#### [Short exercise]
Rewrite the items below with "top-left corner" replaced by "upper-left corner" wherever it occurs, keeping everything else unchanged.

#### [Source data]
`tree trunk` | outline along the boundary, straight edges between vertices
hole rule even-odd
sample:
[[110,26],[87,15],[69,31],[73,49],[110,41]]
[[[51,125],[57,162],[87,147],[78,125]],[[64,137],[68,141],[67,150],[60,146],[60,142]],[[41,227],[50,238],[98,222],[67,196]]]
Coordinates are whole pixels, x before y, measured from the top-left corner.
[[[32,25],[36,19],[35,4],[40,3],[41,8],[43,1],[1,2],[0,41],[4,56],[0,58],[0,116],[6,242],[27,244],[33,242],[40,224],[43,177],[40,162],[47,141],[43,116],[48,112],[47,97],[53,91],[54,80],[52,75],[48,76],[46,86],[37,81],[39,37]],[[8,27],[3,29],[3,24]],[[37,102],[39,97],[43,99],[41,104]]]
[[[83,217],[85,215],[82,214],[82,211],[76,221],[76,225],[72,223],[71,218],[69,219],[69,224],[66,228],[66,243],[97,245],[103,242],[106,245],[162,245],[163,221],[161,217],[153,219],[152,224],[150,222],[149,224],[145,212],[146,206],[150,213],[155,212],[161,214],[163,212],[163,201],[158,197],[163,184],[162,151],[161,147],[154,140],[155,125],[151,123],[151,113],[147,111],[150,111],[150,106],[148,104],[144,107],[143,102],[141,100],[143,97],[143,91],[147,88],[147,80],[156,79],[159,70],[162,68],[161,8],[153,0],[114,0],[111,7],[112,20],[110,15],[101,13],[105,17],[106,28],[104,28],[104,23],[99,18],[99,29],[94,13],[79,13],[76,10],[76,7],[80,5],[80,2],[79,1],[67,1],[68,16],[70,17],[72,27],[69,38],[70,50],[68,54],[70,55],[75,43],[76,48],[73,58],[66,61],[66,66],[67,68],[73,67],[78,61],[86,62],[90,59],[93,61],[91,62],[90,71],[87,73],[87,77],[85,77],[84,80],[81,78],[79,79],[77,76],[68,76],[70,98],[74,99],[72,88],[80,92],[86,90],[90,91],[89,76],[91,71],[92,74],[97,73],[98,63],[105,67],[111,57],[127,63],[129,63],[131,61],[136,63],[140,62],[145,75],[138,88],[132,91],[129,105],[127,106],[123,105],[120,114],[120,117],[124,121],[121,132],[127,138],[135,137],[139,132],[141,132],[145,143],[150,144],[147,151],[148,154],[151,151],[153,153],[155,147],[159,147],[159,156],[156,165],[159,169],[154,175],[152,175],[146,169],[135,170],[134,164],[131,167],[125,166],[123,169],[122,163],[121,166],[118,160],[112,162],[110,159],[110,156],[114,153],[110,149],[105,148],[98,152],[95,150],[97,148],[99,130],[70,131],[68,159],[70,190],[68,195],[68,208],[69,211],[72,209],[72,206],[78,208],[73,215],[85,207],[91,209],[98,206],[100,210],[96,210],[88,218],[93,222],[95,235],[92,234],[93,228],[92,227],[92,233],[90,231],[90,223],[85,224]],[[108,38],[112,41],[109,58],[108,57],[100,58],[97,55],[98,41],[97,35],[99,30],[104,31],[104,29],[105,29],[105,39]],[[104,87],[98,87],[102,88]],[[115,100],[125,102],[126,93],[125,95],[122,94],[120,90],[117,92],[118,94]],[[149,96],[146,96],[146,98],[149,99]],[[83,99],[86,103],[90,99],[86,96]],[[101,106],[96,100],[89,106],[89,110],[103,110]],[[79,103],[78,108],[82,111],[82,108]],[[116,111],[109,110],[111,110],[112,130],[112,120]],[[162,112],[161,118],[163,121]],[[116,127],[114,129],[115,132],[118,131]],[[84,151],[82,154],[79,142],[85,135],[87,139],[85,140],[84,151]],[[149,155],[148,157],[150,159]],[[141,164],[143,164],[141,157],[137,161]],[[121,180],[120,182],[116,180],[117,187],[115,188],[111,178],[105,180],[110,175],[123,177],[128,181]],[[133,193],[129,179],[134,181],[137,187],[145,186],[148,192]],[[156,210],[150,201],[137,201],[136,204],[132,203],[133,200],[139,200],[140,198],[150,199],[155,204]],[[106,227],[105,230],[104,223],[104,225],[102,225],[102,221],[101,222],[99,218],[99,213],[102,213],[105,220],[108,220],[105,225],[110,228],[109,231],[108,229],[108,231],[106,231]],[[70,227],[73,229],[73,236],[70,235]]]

#### [Exercise response]
`tree trunk` | outline along the boundary, straight edges between vertices
hole rule even-odd
sample:
[[110,26],[87,15],[69,31],[73,49],[110,41]]
[[[51,125],[57,162],[87,147],[78,125]],[[64,137],[68,141],[67,150],[60,146],[60,142]],[[41,227],[50,238],[98,222],[67,196]]]
Coordinates are whole pixels, x before y, measured from the upper-left corner.
[[[32,25],[36,19],[35,4],[40,3],[41,8],[43,1],[1,2],[0,41],[4,56],[0,58],[0,116],[6,242],[27,244],[33,242],[40,224],[43,177],[40,162],[47,141],[43,116],[48,112],[47,97],[53,91],[54,80],[52,75],[48,76],[46,86],[37,81],[39,37]],[[8,27],[3,29],[3,24]],[[37,102],[39,97],[43,99],[41,104]]]
[[[83,217],[85,215],[82,214],[82,211],[76,221],[76,225],[72,223],[71,218],[69,219],[69,224],[66,228],[66,243],[97,245],[103,242],[106,245],[162,245],[163,221],[161,217],[153,219],[152,224],[150,222],[149,224],[145,212],[146,206],[150,213],[155,212],[161,214],[163,212],[163,201],[158,197],[163,184],[162,151],[161,147],[154,140],[155,125],[151,123],[151,113],[147,111],[150,111],[150,106],[148,104],[144,107],[143,102],[141,100],[143,97],[143,91],[147,88],[147,80],[156,79],[159,70],[162,68],[161,8],[153,0],[114,0],[111,7],[112,20],[110,15],[101,13],[105,17],[106,28],[104,28],[104,23],[99,18],[99,29],[94,13],[79,13],[76,10],[76,7],[80,5],[80,2],[79,1],[67,1],[68,16],[70,17],[72,27],[69,38],[70,50],[68,54],[70,55],[75,43],[76,48],[73,58],[66,61],[66,66],[67,68],[73,67],[78,61],[86,62],[90,59],[93,61],[91,62],[90,71],[87,73],[87,77],[85,77],[84,80],[81,78],[79,79],[77,76],[68,76],[70,98],[74,99],[72,88],[80,92],[86,90],[90,91],[89,76],[91,71],[92,74],[97,73],[98,63],[105,67],[111,57],[127,63],[129,63],[131,61],[136,63],[140,62],[145,75],[138,88],[132,91],[129,105],[127,106],[123,105],[120,114],[120,117],[124,121],[121,132],[127,138],[135,137],[139,132],[141,132],[145,143],[150,144],[147,151],[148,154],[151,151],[153,153],[155,147],[159,147],[159,156],[156,165],[159,169],[154,175],[152,175],[146,169],[135,170],[134,164],[131,167],[125,166],[123,169],[122,163],[121,166],[118,160],[112,162],[110,159],[110,156],[114,153],[110,149],[105,148],[98,152],[95,150],[97,148],[99,130],[70,131],[68,159],[70,190],[68,195],[68,208],[69,211],[72,209],[72,206],[78,208],[73,215],[85,207],[91,209],[98,206],[100,210],[96,210],[88,218],[93,222],[95,235],[92,234],[93,228],[92,227],[92,233],[90,231],[90,223],[85,224]],[[108,38],[112,41],[109,58],[108,57],[100,58],[97,55],[98,41],[97,35],[99,30],[104,31],[104,29],[105,29],[105,39]],[[104,87],[98,87],[102,88]],[[115,100],[125,102],[126,93],[125,95],[122,94],[120,90],[117,92],[118,94]],[[149,96],[146,96],[146,98],[149,99]],[[83,99],[86,103],[90,99],[86,96]],[[101,106],[96,100],[89,106],[89,110],[103,110]],[[79,103],[78,108],[82,111],[82,108]],[[116,111],[109,110],[111,110],[112,130],[112,120]],[[162,112],[161,118],[163,121]],[[116,127],[114,129],[115,132],[118,131]],[[84,151],[82,154],[79,142],[85,135],[87,139],[85,140],[84,151]],[[149,155],[148,157],[150,159]],[[141,164],[143,164],[141,157],[137,161]],[[121,180],[120,182],[116,180],[117,187],[115,188],[111,178],[105,180],[110,175],[123,177],[128,181]],[[133,193],[129,179],[134,181],[137,187],[145,186],[148,192]],[[156,210],[150,201],[137,201],[136,204],[132,203],[133,200],[139,200],[140,198],[150,199],[155,204]],[[106,227],[105,230],[104,223],[104,225],[102,225],[102,221],[101,222],[99,218],[99,213],[102,213],[105,220],[108,220],[105,225],[110,228],[109,231],[108,229],[108,231],[106,231]],[[70,227],[73,229],[73,236],[70,235]]]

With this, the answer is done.